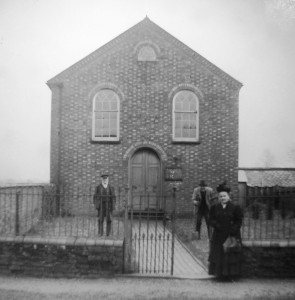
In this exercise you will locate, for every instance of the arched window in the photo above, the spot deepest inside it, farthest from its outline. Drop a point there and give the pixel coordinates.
(106, 104)
(147, 53)
(185, 116)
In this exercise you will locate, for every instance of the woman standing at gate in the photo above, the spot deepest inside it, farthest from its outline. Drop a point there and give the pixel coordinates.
(226, 220)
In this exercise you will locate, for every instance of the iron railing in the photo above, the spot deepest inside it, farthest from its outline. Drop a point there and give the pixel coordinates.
(269, 213)
(47, 211)
(150, 240)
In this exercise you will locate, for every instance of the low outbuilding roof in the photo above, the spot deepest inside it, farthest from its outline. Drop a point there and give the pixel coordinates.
(268, 177)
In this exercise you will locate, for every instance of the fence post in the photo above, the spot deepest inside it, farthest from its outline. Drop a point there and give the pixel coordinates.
(173, 229)
(16, 229)
(126, 234)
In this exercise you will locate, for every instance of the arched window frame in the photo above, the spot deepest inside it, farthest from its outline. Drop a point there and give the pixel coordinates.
(96, 110)
(192, 112)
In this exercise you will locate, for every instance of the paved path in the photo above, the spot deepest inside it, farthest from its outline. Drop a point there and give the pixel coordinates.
(152, 248)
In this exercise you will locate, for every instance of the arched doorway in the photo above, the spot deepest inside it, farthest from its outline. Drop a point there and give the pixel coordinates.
(145, 180)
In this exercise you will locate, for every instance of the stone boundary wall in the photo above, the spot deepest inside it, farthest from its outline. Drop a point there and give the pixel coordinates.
(268, 259)
(60, 257)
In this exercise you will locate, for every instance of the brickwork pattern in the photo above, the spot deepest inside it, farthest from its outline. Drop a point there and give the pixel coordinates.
(145, 117)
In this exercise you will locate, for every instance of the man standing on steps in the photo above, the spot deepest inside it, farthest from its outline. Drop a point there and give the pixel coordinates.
(104, 202)
(202, 200)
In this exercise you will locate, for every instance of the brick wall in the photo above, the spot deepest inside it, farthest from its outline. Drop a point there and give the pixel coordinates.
(269, 259)
(60, 258)
(146, 92)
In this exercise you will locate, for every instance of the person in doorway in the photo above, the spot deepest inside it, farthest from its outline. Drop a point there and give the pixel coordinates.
(202, 200)
(104, 202)
(226, 220)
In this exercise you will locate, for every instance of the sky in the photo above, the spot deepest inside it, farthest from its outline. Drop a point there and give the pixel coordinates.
(251, 40)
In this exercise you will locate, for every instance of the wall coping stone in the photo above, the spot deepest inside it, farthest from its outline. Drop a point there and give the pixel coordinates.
(66, 241)
(269, 244)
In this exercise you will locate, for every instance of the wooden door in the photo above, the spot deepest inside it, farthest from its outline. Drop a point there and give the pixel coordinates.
(145, 180)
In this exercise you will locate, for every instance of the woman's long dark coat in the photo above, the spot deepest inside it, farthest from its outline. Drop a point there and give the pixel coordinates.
(225, 222)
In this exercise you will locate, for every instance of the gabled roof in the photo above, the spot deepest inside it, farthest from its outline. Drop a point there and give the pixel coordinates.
(145, 23)
(283, 177)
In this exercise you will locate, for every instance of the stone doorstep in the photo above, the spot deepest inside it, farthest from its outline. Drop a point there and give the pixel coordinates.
(269, 244)
(64, 241)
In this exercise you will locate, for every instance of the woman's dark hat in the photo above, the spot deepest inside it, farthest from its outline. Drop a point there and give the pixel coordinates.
(203, 183)
(223, 188)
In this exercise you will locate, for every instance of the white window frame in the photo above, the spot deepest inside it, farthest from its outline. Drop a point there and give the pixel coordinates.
(197, 113)
(97, 138)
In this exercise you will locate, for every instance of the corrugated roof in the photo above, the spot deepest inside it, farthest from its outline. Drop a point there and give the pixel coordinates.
(268, 177)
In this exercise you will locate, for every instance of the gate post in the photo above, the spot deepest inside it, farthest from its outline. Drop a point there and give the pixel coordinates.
(126, 263)
(16, 228)
(173, 228)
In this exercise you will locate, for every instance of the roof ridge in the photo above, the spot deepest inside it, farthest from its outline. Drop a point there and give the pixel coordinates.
(146, 21)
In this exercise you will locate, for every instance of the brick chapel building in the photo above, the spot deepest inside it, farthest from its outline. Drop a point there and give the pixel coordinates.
(149, 111)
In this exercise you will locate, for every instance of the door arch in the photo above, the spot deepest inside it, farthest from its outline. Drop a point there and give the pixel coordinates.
(146, 180)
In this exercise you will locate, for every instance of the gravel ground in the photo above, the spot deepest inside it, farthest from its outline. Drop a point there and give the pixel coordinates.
(143, 288)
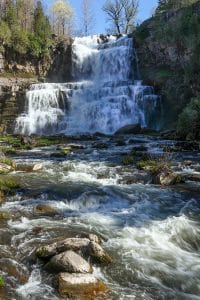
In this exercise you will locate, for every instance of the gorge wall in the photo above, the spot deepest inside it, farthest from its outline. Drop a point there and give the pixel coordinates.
(168, 47)
(18, 72)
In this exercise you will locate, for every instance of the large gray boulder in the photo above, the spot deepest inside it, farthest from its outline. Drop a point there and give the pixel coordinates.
(70, 262)
(80, 286)
(98, 254)
(75, 244)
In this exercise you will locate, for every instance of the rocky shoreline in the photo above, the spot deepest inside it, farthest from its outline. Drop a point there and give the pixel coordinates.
(70, 259)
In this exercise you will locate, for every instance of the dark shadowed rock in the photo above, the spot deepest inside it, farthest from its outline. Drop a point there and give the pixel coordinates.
(45, 210)
(80, 286)
(129, 129)
(70, 262)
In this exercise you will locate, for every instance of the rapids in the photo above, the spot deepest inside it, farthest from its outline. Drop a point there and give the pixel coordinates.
(153, 233)
(106, 93)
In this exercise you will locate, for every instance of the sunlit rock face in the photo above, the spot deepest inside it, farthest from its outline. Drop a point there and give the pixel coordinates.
(106, 93)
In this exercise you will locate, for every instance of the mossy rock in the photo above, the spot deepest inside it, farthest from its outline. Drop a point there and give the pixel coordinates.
(8, 184)
(2, 281)
(4, 216)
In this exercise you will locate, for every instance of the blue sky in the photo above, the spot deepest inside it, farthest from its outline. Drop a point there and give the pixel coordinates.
(145, 11)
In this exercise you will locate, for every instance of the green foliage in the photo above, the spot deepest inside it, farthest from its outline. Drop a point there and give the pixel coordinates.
(20, 41)
(25, 29)
(189, 119)
(9, 150)
(41, 39)
(5, 35)
(141, 33)
(2, 281)
(8, 184)
(166, 5)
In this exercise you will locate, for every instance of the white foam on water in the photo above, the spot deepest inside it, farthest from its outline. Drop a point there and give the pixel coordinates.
(107, 96)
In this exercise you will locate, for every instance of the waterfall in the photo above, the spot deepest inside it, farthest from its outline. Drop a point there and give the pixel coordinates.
(105, 95)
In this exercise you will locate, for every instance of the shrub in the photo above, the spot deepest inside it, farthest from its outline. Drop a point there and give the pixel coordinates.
(189, 119)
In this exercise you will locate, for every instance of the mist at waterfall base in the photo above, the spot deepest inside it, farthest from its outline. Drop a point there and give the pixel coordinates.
(105, 95)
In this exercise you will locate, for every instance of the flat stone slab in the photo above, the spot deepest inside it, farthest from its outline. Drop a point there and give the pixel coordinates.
(70, 262)
(80, 286)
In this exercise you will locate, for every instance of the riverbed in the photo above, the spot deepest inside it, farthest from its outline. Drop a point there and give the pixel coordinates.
(152, 232)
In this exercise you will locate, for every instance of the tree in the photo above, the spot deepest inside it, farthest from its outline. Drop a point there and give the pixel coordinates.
(41, 39)
(121, 14)
(5, 35)
(130, 12)
(62, 17)
(113, 9)
(25, 13)
(166, 5)
(87, 17)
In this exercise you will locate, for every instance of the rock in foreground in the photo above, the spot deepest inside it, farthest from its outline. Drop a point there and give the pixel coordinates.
(68, 261)
(80, 286)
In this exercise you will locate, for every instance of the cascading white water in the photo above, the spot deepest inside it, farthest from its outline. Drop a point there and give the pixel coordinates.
(107, 94)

- Your goal: Omit the images; transcribe the listing verbatim.

- Exercise response:
In this exercise you will locate, for every instance of the arched window in the photo above, the spot deepest inside it, farthest from its outline. Drop a point there and give the pixel coordinates.
(106, 104)
(147, 53)
(185, 116)
In this exercise you will locate, for every instance of the woman standing at gate in the photo above, the spot deepest inside it, farthest from its outline. Drop a point there and give the pixel coordinates.
(226, 220)
In this exercise you will locate, for every instance of the iron railing in the photo above, the spot deepest inside it, farthest from its outline. Drop a point there and give the pixel coordinates.
(269, 213)
(47, 211)
(150, 240)
In this exercise you will locate, for every instance of the low outbuilding roof in the photo above, the spot deepest inside it, farthest from its outline. Drop a point there and give the pixel coordinates.
(268, 177)
In this exercise you will locate, for every instance of the fence post in the photo above, the spot deepest inside it, farthest from its outline. Drop a point there and give the pixel coordinates.
(173, 229)
(16, 229)
(126, 234)
In this exercise you will locate, for every instance of the arched window frame in the photo above, the spot deepest inside it, farthest from its outline. Drop a point there and give the pixel coordinates.
(96, 110)
(192, 112)
In this exercise you will locate, for every instance of the paved path in the photo above, the spot deepest inside it, farthest from its outline. Drop a point there and give the pixel coordinates.
(152, 248)
In this exercise you will locate, for every instance of the arched doorway in the photo above, the spot deepest inside it, farthest from its outline. Drop a point there and give the pixel coordinates.
(145, 180)
In this exercise you will locate, for every instance of the stone boundary wall in the photo above, the spot deepest inside it, farthest from its outline. Drop a point there and give the pixel coordinates.
(268, 259)
(60, 257)
In this exercise you will locate, for every instance of the brickwork pattern in the photo above, the spot deepest inside it, farthest from its outline. Drop a point there and give the pixel coordinates.
(145, 117)
In this exercise you will locate, for every instance of the man standing on steps in the photo above, the spot deepest inside it, farthest from its outline. Drop a point there and give the pixel coordinates.
(104, 202)
(202, 200)
In this exercise you will locate, for every instance of the brick wall in the photo above, the spot deepest inside it, farthest from its outline. Drop a point there and give the pixel coordinates.
(269, 259)
(60, 258)
(146, 92)
In this exercise you will locate, for every instance of the person in doorway in the photo above, the spot deepest inside it, farthest from its outline. Drop a point there and give the pixel coordinates.
(202, 200)
(104, 202)
(226, 220)
In this exercise you will locate, for every instance of the sky in the photo above, the spot deepest inside it, farthest from its outline. Drop a point there and give the pixel coordinates.
(251, 40)
In this exercise you will locate, for every instance of the wall coping stone in the photo above, the spot deepest inside it, farthest from its outline. Drop a point there and give the pixel coordinates.
(66, 241)
(269, 244)
In this exercise you will locate, for every instance of the wooden door in the photo above, the spot deepest inside it, farthest from its outline. Drop a point there and give the pixel coordinates.
(145, 180)
In this exercise you will locate, for every instance of the woman's long dark coat in the photo above, the spot deepest inside it, farthest from its outline. Drop a point there and give the pixel coordinates.
(225, 222)
In this exercise you will locate, for every instance of the gabled roof in the photo above, the spot deepest inside it, farthest from its outline. Drop a point there and give the pixel coordinates.
(145, 23)
(283, 177)
In this exercise you will locate, for every instance of the stone doorstep in the photo above, the spot deepest inside it, farthest from its outline. Drop a point there and give the pixel coordinates.
(269, 244)
(64, 241)
In this exercise you will locate, for every instance of the woman's dark hat in the photo above, the spot deepest inside it, farthest from its outline. Drop a point there and give the pixel coordinates.
(203, 183)
(223, 188)
In this exercise you will locate, for every instance of the white window frame in the photo above, the spot deepest inside it, farthest from its outline. Drop a point there and give the pixel coordinates.
(197, 113)
(97, 138)
In this exercise you will locate, for every instance of the corrugated roof in the photo above, the spot deepest inside it, farthest from its outline. Drop a point there and give the pixel coordinates.
(268, 177)
In this exercise you will locate, for every instance of the gate post in the photo above, the spot deepest inside it, farthest from its outline. Drop a point there and give the pixel coordinates.
(126, 263)
(16, 228)
(173, 228)
In this exercise you will locate, for every instance of the roof ridge in the photo above, the spot deepest inside it, farthest from its outline. Drop a point there and give the pixel coordinates.
(146, 21)
In this exercise you will locate, for every instance of the brick chapel building in the photo above, the spot deepest inside it, farthest from its outline. Drop a point there and give the pixel coordinates.
(149, 111)
In this exercise you will locate, for every instance of the door arch in the photo above, the spot deepest inside it, farthest from its outline. Drop a point there and give the pixel coordinates.
(146, 180)
In this exercise you will locate, for every instance of the gravel ground in the photo above, the spot deepest inside it, farthest from its outline. Drop a point there and give the pixel coordinates.
(143, 288)
In this exercise you will locate, for every instance of the gorge wall in the photo above, the spot deepest inside it, farthest from its outline. Drop a point there and give the pixel coordinates.
(168, 47)
(18, 72)
In this exercise you will locate, for every instance of the large gray boulder in the photo above, the spot deepest inside it, farthest from its outline. Drop a point there and give the pixel coordinates.
(70, 262)
(80, 286)
(98, 254)
(75, 244)
In this exercise you will locate, for every instance of the rocky shoreline in the photo above, the spot deepest inside it, farthest from its outline. Drop a point there and give the pixel coordinates.
(70, 259)
In this exercise you will locate, for every instance of the dark shadowed rock in the photo above, the spot deepest inside it, farthest from its outline. Drop a point there and give the pixel coordinates.
(45, 210)
(80, 286)
(129, 129)
(70, 262)
In this exercise you will locate, for every instance of the rapids in the photo above, the spot deepest inside it, farthest from its outline. Drop a point there and give the pixel coordinates.
(153, 233)
(106, 93)
In this exercise you will locate, for every instance of the sunlit rock face in the photo above, the spot deepest inside it, farthest from its outline. Drop a point there and give the pixel coordinates.
(106, 93)
In this exercise you will locate, for every instance of the mossy rock in the photo above, the spot deepest inside it, farthest from its outline. Drop a point there and give the pixel coordinates.
(8, 184)
(2, 281)
(4, 216)
In this exercise you will locate, for every instance of the blue sky in the photo above, the spot deepest inside it, farthest from its outline. Drop a point there and give the pixel coordinates.
(145, 11)
In this exercise you will locate, for every instance of the green foliage in the photo above, the spot deepest inside it, farthest from its outline. Drop a point there and give the pixel coordinates.
(20, 41)
(25, 29)
(189, 119)
(9, 150)
(41, 39)
(5, 35)
(141, 33)
(2, 281)
(8, 184)
(166, 5)
In this exercise you will locate, for every instance of the white foam on water in the photo above, the spot deepest inside it, farthest from its outline. Drop a point there and give the pixel coordinates.
(107, 96)
In this exercise you will locate, for every instance of the waterfall in the photo above, the spot deepest inside it, farthest from its outline. Drop a point there and give the pixel coordinates.
(105, 95)
In this exercise you will locate, for every instance of the shrub in the photo above, the spot deepest inside it, farthest from its outline. Drop a point there and give the pixel coordinates.
(189, 119)
In this exercise you will locate, for every instance of the mist at waterfall base in the photo above, the spot deepest inside it, farthest from its outline. Drop a point there and give the pixel coordinates.
(105, 95)
In this exercise you will locate, for every instance of the flat stone slab in the photo above, the spot deepest inside it, farthest from its outline. Drop a point there and give the pixel coordinates.
(70, 262)
(80, 286)
In this exercise you will locate, for every instance of the riverbed in the photo above, the spot deepest inside it, farthest from its outline. Drop a point there and give the pixel coordinates.
(152, 232)
In this exercise you will locate, for every instance of the tree in the photo above, the spot deepest inside it, farthest from its outline. Drop a point there and give the pixel coordinates.
(41, 39)
(121, 14)
(5, 35)
(130, 12)
(62, 17)
(113, 9)
(25, 13)
(166, 5)
(87, 17)
In this exercise you will locate, for every instance of the rock in foreground in the photo above, the spot deepest inside it, farthest from its outline. Drop a point there and give the pixel coordinates.
(68, 261)
(80, 286)
In this exercise you will locate, for every instance of the cascading white water in the photo above, the spot deepest inside it, farthest from its outline. Drop a point there and give the pixel coordinates.
(107, 94)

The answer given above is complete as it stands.